→ **Directive**:
Rewrite the listing below with "Wanted" renamed to "Requested" and all other text unchanged. Omit the picture from your answer.

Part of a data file
○ ○ ○ ○
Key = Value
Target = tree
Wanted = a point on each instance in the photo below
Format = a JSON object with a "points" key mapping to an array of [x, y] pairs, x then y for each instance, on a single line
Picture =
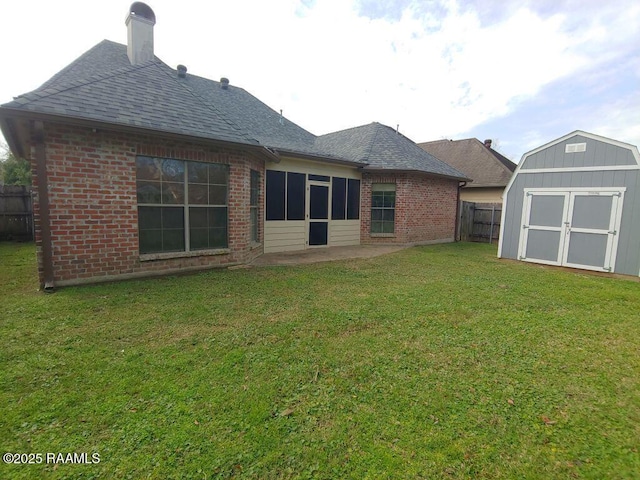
○ ○ ○ ○
→ **Solution to this exercise**:
Key = Value
Target = tree
Requested = a point on each instance in the photo below
Format = a JSON object with a "points" key mapping to an array of [x, y] pairs, x then y for each instance, on a single line
Picture =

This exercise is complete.